* Start *

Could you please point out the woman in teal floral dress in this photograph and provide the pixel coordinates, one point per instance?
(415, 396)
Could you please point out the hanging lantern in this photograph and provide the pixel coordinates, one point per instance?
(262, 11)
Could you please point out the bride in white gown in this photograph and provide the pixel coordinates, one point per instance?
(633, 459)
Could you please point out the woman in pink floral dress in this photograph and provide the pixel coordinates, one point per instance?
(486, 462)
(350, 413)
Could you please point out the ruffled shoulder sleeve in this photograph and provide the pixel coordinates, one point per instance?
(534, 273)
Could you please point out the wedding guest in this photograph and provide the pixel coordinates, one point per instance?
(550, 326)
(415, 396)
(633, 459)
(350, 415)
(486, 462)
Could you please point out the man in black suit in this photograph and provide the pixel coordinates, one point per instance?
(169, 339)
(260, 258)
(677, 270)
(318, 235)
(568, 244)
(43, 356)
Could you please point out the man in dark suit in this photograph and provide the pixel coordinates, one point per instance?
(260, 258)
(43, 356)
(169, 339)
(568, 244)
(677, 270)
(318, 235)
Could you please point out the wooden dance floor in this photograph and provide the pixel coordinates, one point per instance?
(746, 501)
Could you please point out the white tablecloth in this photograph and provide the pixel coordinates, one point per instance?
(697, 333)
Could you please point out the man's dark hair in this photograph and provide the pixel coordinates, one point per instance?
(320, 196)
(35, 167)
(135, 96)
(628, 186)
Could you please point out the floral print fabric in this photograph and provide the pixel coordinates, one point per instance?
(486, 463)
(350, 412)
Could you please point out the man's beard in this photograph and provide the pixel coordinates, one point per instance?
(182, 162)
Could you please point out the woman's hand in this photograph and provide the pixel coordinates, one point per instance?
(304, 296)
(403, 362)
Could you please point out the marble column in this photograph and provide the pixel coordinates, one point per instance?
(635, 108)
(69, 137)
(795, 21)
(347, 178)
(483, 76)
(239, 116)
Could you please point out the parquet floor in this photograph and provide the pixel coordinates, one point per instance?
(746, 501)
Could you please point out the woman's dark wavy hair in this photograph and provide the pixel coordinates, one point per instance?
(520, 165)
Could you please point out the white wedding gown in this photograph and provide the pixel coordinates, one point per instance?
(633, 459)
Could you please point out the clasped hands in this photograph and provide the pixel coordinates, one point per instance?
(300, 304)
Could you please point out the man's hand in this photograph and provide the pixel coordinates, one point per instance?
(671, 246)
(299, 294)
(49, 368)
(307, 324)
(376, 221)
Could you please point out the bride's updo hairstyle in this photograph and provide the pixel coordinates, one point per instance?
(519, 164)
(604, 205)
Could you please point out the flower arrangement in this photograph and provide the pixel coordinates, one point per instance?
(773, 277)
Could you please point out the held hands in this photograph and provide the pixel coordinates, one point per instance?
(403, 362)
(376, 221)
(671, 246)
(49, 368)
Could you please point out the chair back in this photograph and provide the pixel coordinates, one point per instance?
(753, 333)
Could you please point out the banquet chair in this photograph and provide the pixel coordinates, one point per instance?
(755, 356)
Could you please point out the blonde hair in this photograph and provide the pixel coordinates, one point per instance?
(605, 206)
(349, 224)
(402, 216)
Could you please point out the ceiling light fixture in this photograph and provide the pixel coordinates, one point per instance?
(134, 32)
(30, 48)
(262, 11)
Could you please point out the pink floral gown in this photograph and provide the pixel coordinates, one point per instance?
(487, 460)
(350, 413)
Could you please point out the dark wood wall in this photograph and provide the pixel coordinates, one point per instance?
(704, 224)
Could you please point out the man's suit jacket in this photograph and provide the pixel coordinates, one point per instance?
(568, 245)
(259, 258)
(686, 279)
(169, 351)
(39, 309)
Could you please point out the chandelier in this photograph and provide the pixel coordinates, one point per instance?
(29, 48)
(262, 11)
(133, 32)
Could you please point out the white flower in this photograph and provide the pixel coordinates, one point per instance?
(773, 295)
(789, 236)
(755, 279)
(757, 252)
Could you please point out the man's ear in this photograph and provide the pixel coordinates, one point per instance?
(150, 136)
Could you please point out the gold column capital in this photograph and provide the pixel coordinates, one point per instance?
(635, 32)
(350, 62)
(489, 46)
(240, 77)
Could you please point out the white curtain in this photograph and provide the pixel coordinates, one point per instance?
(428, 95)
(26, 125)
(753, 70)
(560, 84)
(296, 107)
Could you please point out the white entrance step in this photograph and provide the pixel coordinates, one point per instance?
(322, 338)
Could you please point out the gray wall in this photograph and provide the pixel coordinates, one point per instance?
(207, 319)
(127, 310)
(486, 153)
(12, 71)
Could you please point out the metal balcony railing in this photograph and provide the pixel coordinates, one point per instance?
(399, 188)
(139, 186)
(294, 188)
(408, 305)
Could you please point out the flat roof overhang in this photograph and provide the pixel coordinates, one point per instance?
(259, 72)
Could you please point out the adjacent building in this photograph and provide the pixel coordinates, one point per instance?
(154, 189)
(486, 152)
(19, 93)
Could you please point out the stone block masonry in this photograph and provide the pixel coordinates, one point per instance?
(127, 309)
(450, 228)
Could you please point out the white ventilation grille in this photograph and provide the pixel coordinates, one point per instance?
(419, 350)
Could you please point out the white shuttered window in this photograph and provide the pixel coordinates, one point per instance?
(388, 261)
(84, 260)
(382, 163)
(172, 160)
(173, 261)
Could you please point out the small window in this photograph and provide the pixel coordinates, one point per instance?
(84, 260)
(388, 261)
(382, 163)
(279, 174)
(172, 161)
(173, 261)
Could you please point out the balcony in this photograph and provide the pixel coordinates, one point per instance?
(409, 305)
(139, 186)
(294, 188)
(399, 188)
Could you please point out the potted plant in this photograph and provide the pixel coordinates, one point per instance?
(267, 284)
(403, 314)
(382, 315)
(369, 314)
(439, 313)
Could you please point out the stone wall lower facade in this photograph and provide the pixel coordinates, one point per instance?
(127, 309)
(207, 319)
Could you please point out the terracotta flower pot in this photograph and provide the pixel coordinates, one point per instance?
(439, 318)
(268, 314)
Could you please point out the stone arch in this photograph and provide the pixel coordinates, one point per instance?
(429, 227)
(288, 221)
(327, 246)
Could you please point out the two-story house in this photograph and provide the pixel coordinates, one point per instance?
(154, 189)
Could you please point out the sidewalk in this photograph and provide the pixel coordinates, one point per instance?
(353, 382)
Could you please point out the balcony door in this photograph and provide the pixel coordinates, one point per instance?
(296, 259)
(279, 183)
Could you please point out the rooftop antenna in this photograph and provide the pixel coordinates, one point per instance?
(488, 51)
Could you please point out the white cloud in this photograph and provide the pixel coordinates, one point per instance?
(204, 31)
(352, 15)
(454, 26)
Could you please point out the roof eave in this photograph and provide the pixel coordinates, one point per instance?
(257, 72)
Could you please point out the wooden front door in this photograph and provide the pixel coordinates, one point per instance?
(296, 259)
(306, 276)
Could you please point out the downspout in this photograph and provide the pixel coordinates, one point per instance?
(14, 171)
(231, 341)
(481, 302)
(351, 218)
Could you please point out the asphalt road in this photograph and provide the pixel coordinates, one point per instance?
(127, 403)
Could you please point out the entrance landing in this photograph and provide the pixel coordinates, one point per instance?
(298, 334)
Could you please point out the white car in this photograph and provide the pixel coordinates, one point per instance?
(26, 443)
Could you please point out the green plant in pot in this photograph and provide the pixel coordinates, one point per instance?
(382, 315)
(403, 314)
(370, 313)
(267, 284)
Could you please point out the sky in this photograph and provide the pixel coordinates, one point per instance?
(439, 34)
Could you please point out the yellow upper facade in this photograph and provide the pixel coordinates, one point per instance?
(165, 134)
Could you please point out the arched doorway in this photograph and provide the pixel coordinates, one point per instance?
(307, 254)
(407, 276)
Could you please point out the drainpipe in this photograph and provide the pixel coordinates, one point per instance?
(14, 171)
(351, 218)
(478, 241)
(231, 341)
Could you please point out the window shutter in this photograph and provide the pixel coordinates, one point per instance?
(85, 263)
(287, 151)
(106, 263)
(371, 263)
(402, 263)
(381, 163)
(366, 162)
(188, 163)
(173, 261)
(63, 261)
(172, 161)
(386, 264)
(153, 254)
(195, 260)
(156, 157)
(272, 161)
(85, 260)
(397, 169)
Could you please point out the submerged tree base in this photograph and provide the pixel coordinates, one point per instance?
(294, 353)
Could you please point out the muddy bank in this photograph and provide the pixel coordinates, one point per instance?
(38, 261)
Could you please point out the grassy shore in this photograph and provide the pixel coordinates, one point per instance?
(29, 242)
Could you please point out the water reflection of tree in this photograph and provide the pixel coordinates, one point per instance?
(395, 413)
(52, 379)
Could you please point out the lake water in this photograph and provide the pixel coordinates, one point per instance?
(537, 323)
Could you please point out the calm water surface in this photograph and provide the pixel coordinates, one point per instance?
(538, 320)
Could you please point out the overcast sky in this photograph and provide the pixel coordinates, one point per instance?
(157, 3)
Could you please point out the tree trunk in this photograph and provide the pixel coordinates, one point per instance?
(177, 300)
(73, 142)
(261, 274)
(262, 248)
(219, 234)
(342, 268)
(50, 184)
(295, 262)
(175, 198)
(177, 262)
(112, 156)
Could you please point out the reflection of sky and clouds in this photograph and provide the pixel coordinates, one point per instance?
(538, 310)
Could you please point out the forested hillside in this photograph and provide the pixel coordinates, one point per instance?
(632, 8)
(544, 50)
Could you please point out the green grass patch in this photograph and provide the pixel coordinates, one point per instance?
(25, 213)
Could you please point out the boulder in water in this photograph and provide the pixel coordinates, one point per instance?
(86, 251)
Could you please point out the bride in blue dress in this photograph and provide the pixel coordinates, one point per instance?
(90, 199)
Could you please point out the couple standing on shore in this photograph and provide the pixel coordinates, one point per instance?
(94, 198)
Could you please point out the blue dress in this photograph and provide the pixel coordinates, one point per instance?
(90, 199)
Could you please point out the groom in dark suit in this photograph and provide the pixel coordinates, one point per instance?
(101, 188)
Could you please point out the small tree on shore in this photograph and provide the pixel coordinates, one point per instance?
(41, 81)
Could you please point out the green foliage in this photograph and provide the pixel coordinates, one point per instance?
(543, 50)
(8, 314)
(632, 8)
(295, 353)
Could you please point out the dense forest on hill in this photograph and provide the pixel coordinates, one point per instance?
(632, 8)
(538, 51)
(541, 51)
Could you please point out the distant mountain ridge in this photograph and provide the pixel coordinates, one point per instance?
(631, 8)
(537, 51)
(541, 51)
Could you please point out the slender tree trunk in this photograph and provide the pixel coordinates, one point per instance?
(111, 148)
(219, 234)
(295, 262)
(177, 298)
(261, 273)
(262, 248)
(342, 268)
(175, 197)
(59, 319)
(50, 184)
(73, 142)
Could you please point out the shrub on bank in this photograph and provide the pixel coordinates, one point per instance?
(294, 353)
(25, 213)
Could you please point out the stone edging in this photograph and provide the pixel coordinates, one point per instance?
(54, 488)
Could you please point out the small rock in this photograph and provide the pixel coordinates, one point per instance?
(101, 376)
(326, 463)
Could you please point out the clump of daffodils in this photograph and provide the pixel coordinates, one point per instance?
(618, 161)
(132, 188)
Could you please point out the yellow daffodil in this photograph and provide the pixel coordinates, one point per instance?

* End *

▶ [DESCRIPTION OF THE TASK]: Repeat only what runs from the line holding "Could you please point out the boulder" to the end of the data, keeping every line exactly as written, first and last included.

▶ [CORRECT RESPONSE]:
Could you please point out the boulder in water in this photograph and provide the pixel coordinates, one point per instance?
(86, 251)
Could you please point out the bride in blue dress in this photograph and provide the pixel coordinates, one point per instance?
(90, 199)
Could you please point out the couple standing on shore in this photograph and provide the pixel coordinates, one point per instance?
(94, 198)
Could you please point out the blue dress in this photograph and provide the pixel coordinates, one point per instance?
(90, 199)
Could you please point out the groom in dark suit in this photograph and provide the pixel coordinates, one point per instance?
(101, 188)
Could you please point out the small tree on shore in this photograph and provide the pixel coordinates, one point per instance?
(41, 81)
Could you please point out the green foliage in this photograph and provide the pixel coordinates, one point per instance?
(543, 50)
(8, 314)
(632, 8)
(295, 353)
Could you please point out the dense forest on hill in this photograph and provide the pixel coordinates, one point per instance?
(632, 8)
(538, 51)
(541, 51)
Could you please point out the distant mountain ridge in this photograph and provide the pixel coordinates, one point per instance?
(631, 8)
(537, 51)
(541, 51)
Could you please point out the slender tree trunk in this photograph and provide the pixel coordinates, one point per instance?
(111, 148)
(219, 234)
(295, 262)
(177, 298)
(261, 273)
(262, 248)
(342, 268)
(175, 197)
(59, 319)
(50, 184)
(73, 142)
Could you please point out the shrub on bank in this photograph and provide the pixel coordinates, one point per instance?
(294, 353)
(25, 213)
Could you please point out the stone edging in this photograph and provide the pixel coordinates, one point per instance?
(54, 488)
Could you please point out the small rock in this photograph and provide the pixel coordinates, one point per instance?
(101, 376)
(326, 463)
Could you please point out the clump of daffodils in this photograph and provide the pixel coordinates, one point per instance?
(618, 161)
(132, 188)
Could you please point out the yellow daffodil in this photograph and provide the pixel coordinates, one point per instance?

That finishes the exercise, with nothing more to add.